- _Items listed in a dataset_:
****************

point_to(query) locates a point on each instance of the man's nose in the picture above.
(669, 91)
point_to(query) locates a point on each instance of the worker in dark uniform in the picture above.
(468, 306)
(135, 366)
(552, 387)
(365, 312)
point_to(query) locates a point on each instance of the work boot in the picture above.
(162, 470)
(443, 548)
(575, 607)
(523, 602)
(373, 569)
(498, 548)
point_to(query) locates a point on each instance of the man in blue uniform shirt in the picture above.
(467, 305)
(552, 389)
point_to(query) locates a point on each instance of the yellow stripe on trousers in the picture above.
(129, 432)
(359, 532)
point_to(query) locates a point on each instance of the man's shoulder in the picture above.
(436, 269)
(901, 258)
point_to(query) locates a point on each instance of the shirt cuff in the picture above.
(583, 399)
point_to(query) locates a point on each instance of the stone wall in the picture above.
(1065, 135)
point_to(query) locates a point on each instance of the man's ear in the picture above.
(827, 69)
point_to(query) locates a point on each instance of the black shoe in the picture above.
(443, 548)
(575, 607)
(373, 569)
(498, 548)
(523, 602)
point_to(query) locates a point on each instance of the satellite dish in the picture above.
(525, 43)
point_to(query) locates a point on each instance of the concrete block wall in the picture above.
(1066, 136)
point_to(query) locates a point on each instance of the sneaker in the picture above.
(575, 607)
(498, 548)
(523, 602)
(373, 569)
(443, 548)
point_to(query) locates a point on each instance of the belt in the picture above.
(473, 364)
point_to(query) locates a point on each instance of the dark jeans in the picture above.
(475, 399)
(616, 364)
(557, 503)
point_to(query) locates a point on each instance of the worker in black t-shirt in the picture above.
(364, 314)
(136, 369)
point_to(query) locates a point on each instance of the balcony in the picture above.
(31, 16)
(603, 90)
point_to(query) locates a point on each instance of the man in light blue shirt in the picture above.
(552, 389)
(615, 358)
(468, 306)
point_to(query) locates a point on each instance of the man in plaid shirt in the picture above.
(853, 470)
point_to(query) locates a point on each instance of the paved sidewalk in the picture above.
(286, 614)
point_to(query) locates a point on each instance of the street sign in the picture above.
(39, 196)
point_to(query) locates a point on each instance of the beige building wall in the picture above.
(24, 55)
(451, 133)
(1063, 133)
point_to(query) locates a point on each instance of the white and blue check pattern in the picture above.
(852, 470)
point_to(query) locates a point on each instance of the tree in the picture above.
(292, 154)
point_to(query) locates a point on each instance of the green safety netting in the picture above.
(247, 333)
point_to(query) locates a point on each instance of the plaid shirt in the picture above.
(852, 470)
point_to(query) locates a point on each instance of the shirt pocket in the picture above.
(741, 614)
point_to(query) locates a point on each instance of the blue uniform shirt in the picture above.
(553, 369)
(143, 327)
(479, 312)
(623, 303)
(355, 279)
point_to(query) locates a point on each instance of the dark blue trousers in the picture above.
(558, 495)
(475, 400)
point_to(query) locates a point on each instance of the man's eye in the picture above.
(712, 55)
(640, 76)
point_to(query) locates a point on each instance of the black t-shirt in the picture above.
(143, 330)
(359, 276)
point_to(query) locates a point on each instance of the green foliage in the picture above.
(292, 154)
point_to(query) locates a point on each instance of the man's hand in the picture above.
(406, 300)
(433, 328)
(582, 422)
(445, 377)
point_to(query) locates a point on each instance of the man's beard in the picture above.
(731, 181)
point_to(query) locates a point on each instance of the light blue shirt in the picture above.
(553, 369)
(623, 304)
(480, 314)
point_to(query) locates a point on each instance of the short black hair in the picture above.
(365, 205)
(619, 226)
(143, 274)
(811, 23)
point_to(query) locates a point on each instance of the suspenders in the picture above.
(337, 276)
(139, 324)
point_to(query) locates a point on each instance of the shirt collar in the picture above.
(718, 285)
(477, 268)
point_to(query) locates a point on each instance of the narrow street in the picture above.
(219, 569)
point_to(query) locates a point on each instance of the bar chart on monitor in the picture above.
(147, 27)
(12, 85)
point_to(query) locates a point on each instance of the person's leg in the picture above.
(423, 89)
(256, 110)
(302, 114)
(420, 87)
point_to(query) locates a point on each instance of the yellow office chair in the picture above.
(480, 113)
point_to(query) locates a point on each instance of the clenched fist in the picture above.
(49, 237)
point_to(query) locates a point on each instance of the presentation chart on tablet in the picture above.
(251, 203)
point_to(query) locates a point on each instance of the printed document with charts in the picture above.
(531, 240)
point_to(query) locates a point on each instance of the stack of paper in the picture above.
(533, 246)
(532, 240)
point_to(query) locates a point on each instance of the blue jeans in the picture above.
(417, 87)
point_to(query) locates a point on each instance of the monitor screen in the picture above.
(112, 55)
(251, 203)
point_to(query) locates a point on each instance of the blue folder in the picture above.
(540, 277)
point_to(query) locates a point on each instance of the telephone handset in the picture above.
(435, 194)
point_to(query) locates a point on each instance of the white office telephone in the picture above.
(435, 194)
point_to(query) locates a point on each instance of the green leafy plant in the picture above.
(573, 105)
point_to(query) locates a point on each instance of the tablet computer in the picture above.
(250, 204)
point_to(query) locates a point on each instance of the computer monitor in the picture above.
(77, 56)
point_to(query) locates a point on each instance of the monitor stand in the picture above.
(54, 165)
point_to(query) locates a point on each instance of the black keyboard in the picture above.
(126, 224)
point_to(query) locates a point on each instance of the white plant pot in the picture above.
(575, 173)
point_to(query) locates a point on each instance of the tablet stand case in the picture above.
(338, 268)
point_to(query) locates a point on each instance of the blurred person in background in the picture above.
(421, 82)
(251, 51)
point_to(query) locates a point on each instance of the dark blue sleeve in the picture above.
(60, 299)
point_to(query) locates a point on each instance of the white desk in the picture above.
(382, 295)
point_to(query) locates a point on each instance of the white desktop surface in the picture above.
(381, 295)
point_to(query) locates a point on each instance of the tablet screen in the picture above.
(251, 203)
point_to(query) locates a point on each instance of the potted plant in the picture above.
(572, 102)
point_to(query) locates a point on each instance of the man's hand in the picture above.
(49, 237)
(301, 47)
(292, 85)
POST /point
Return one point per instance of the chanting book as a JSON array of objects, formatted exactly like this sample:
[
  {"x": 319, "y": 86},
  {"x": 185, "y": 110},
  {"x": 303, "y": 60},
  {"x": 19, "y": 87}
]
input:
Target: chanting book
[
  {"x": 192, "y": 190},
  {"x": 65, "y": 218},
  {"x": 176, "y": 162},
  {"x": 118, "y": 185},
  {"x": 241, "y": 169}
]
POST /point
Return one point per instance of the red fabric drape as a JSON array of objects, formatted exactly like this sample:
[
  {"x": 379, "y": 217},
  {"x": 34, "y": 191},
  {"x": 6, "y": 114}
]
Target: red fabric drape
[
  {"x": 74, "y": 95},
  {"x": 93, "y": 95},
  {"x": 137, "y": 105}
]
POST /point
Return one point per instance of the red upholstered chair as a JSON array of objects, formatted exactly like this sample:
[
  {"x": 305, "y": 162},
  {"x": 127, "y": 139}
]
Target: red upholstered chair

****************

- _Problem details_:
Report how many lines of the preceding records include "array". Output the number only.

- _Solution for this problem_:
3